• [About this task]
Copy each line from the records below in which the word "road" is found.

• [Supplied information]
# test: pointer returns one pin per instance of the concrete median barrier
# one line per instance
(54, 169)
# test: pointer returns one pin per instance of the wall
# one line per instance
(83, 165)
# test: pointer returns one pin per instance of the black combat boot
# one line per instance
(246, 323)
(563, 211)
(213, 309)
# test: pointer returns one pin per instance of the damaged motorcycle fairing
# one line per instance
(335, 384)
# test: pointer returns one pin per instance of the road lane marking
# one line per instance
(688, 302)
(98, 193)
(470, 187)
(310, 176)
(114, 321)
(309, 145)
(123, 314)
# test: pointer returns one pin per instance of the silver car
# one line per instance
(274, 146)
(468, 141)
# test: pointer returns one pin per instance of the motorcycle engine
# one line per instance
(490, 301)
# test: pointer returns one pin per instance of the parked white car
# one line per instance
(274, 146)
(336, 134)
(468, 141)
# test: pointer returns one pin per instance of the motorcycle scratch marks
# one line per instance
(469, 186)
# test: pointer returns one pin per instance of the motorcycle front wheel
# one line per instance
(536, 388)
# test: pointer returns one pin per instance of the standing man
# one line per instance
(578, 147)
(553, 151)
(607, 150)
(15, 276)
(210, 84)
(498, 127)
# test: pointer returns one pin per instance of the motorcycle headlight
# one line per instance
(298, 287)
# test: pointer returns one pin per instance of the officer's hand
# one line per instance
* * *
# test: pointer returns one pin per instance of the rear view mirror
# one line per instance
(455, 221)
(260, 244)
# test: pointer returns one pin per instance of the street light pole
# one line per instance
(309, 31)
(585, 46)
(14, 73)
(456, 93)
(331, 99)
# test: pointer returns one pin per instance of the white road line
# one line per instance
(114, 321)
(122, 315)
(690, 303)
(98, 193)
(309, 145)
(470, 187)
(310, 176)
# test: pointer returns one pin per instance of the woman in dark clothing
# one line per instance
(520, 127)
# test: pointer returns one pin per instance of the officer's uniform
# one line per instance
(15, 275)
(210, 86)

• [Result for this exercise]
# test: pointer returns one pin per instance of the road lane marking
# test: pointer returns one pin per instance of the white road line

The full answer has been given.